▶ _Your tasks_
1. Rewrite the paragraph of the forum posts on abortion that begins "As for abortion as birth-control" more briefly, keeping its main facts.
2. Decide whether each statement agrees with the forum posts on abortion. Answer yes or no and quote the words that decide it.
(a) The first paragraph says foetuses can survive from less than 20 weeks old with medical support.
(b) The paragraph beginning "As I see it" counts a 2-month-old foetus as human.
(c) The paragraph beginning "For a woman who uses the rhythm" says women on the pill never get pregnant.
3. Set down the part of the forum posts on abortion starting with "For a woman" and going on through "05:48 (twenty-three years ago)", word for word.

▶ _Document excerpt_
= = =
I do understand than many anti-abortionists feel that they must protect the rights of the foetus because it cannot protect itself - even if the parents believe in abortion, *perhaps* the foetus doesn't?? This is where I have to partially agree with Martin - I don't consider the foetus's "live" status to be important but I do not believe that a foetus has any rights. The main difference between Martin & my beliefs is that "when it can survive independently of its mother" doesn't do it for me. Foetuses can survive from less than 20 weeks old with medical support these days. I'd say "when it can survive without any more assistance than the average full-term baby" or something like that - although that would be a bit of a compromise because I don't think a woman who gives birth to a full-term baby and kills/attempts to kill it straight away has done anything wrong.
As for abortion as birth-control, I reckon this almost doesn't exist, even amongst women who say that is what they have done/will do. I'd say most of them are actually in total denial of their fertility status - which is really a psychological problem that may have "abortion as birth-control" as a resultant symptom, or they have a lot of difficulty with birth-control for maybe physical or non-compliant partner reasons. Especially when a woman is in a compromised state due to depression & other mental problems, drug-abuse, physical or psychological abuse, etc. responsibiliby for fertility control can be beyond her abilities. I know quite a few people who've had multiple abortions and not one of them considers it to be a "form of birth control" but rather an unpleasant but thankfully available last resort.
For a woman who uses the rhythm or billings methods for birth-control then perhaps 3 abortions in 20 years would be far more acceptable than being on the pill or depo-provera or whatever (let's say she is intolerant to hormonal contraceptives, gets urinary tract infections from using the diaphragm and is allergic to the spermicide, can't use an IUD and is or has a partner who is allergic to latex or a partner who is too well hung for condoms or refuses to use them due to decrease in sensation) - especially seeing as women who are using the pill/diaphragm/IUDs etc also get pregnant every so often.
― toraneko (toraneko), Sunday, 29 September 2002 05:48 (twenty-three years ago)
― Ned Raggett (Ned), Sunday, 29 September 2002 08:07 (twenty-three years ago)
As I see it (and have studied it), you're not sentient until at least 3 months (but I suspect it's more like 6 months). Thus, by my definition, a 2-month-old foetus is not human. I give not a scrap for 'potential human beings', the same way I don't worry about potential car accidents.
= = =
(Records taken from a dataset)
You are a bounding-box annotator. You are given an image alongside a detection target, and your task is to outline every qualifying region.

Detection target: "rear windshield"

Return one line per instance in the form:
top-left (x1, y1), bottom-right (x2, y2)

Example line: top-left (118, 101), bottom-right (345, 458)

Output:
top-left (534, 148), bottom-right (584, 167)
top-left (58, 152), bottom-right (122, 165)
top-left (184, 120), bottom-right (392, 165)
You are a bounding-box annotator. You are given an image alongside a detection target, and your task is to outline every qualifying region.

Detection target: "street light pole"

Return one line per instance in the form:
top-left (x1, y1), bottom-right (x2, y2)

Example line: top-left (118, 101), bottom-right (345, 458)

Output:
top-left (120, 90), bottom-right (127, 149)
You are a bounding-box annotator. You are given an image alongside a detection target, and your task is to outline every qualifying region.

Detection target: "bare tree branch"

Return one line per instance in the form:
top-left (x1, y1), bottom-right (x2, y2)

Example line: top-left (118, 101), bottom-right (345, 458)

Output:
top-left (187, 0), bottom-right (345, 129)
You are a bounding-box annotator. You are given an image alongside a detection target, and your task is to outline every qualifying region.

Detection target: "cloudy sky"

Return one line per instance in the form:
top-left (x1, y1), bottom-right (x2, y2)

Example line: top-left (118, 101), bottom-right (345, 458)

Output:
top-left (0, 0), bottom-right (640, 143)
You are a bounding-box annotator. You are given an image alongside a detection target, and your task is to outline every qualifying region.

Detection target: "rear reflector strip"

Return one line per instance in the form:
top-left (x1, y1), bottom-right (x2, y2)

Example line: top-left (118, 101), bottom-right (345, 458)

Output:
= = =
▶ _Task-by-task outputs_
1. The writer thinks abortion as birth control almost doesn't exist, even among women who say they use it that way. Most such women are in denial about their fertility, which is a psychological problem, or they struggle with birth control for physical reasons or because of uncooperative partners. Depression, other mental problems, drug abuse, or physical or psychological abuse can put fertility control beyond a woman's abilities. The writer knows several people who have had multiple abortions. None of them sees it as birth control, only as an unpleasant but thankfully available last resort.

2.
(a) Yes: "Foetuses can survive from less than 20 weeks old with medical support these days."
(b) No: "Thus, by my definition, a 2-month-old foetus is not human."
(c) No: "especially seeing as women who are using the pill/diaphragm/IUDs etc also get pregnant every so often."

3.
For a woman who uses the rhythm or billings methods for birth-control then perhaps 3 abortions in 20 years would be far more acceptable than being on the pill or depo-provera or whatever (let's say she is intolerant to hormonal contraceptives, gets urinary tract infections from using the diaphragm and is allergic to the spermicide, can't use an IUD and is or has a partner who is allergic to latex or a partner who is too well hung for condoms or refuses to use them due to decrease in sensation) - especially seeing as women who are using the pill/diaphragm/IUDs etc also get pregnant every so often.
― toraneko (toraneko), Sunday, 29 September 2002 05:48 (twenty-three years ago)